● **Task requirements**
Your response should consist of the full data, set down exactly.

(Records excerpted from a collection)
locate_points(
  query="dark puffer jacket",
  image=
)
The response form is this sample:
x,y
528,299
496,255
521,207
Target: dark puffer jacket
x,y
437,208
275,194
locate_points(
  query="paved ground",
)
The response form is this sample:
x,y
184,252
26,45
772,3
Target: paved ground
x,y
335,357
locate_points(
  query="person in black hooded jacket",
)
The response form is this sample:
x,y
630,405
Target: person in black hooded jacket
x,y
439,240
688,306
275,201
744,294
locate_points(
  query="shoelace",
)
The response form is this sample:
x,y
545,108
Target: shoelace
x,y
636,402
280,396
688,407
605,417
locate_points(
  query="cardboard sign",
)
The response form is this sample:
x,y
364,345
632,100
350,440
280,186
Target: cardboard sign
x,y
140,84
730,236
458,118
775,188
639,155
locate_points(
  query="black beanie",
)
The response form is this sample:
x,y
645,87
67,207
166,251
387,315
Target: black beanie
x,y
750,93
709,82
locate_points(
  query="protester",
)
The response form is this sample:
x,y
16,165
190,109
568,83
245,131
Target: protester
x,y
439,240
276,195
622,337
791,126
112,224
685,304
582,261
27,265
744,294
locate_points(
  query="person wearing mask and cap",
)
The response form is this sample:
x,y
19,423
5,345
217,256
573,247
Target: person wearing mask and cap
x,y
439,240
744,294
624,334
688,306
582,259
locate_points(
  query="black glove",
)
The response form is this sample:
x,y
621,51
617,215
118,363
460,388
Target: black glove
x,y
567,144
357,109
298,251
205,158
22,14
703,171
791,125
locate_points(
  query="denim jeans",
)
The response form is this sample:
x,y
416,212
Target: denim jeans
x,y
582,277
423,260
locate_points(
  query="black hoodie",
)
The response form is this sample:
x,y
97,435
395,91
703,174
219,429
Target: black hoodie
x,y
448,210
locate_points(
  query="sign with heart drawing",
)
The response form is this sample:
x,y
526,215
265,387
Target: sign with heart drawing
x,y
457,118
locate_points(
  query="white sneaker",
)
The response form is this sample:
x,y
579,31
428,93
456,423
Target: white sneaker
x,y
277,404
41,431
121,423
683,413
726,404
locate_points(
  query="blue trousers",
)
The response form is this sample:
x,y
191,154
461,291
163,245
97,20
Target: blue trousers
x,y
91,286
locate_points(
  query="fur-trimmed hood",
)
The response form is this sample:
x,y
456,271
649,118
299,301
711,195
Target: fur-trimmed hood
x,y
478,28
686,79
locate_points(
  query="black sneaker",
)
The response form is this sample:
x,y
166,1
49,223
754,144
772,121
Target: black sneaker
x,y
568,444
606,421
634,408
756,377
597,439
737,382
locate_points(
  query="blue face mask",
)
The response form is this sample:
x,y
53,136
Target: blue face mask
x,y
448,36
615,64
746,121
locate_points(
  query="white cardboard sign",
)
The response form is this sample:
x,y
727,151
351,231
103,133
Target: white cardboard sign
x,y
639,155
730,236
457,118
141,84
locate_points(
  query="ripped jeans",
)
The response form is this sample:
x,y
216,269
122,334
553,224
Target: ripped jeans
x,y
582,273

● **Your solution**
locate_points(
  query="dark puffer jacket",
  image=
)
The response form is this sample:
x,y
528,299
496,255
521,207
Target: dark puffer jacket
x,y
437,208
275,194
locate_points(
  query="paved ground",
)
The response form is this sample:
x,y
184,252
26,45
772,3
Target: paved ground
x,y
335,357
locate_points(
  query="person in black hooded jacket",
)
The response form is this sample:
x,y
630,405
Target: person in black hooded jacket
x,y
439,240
688,306
275,201
744,294
locate_points(
  query="shoelace",
)
The response form is this sample:
x,y
545,108
Target: shoelace
x,y
636,402
280,396
688,407
605,417
locate_points(
  query="cardboard sign",
)
The response form is this sample:
x,y
364,345
632,100
350,440
280,186
Target: cardboard sign
x,y
140,84
730,236
458,118
775,188
639,155
locate_points(
  query="black beanie",
)
The response form is this sample:
x,y
645,87
67,207
166,251
387,315
Target: black beanie
x,y
750,93
709,82
locate_points(
  query="protester",
)
The response form is this sample:
x,y
16,165
190,109
568,83
245,131
Target: protester
x,y
439,240
276,195
622,337
791,126
112,224
685,304
582,261
27,265
744,294
locate_points(
  query="person wearing mask and cap",
)
The response form is this sample:
x,y
19,423
5,345
217,256
573,247
Target: person wearing mask and cap
x,y
439,240
744,294
624,334
688,306
582,259
locate_points(
  query="black glove",
)
The response form is this sample:
x,y
621,51
617,215
118,363
460,388
Target: black glove
x,y
567,144
357,109
298,251
205,158
22,14
703,171
791,125
locate_points(
  query="denim jeans",
)
The response form is this sample:
x,y
416,212
Target: denim jeans
x,y
582,277
423,260
locate_points(
  query="black hoodie",
)
The response form is this sample:
x,y
97,435
395,91
703,174
219,429
Target: black hoodie
x,y
448,210
locate_points(
  query="sign with heart drawing",
)
The response form is this sample:
x,y
526,215
265,387
Target: sign with heart drawing
x,y
457,118
locate_points(
  query="white sneaker",
)
The response form is this sample:
x,y
579,31
428,93
456,423
Target: white sneaker
x,y
277,404
41,431
121,423
683,413
726,404
locate_points(
  query="blue trousers",
)
The response form is this sample:
x,y
191,154
461,291
163,245
97,20
Target: blue trousers
x,y
91,286
locate_points(
  query="fur-trimmed hood",
)
The response form is this sample:
x,y
456,271
649,118
299,301
711,195
Target: fur-trimmed hood
x,y
478,28
686,79
locate_points(
  query="black sneaker",
)
The response form is this sample:
x,y
166,1
49,223
754,144
772,121
Target: black sneaker
x,y
568,444
606,421
634,408
756,377
597,439
737,382
locate_points(
  query="blue face mask",
)
The response form is this sample:
x,y
53,136
Target: blue face mask
x,y
448,36
615,64
746,121
locate_points(
  query="white cardboard sign",
)
The response form is this sample:
x,y
727,151
351,231
103,133
Target: white cardboard sign
x,y
639,155
730,236
457,118
141,84
locate_points(
  query="ripped jeans",
)
The response form is this sample:
x,y
216,269
122,334
553,224
Target: ripped jeans
x,y
582,273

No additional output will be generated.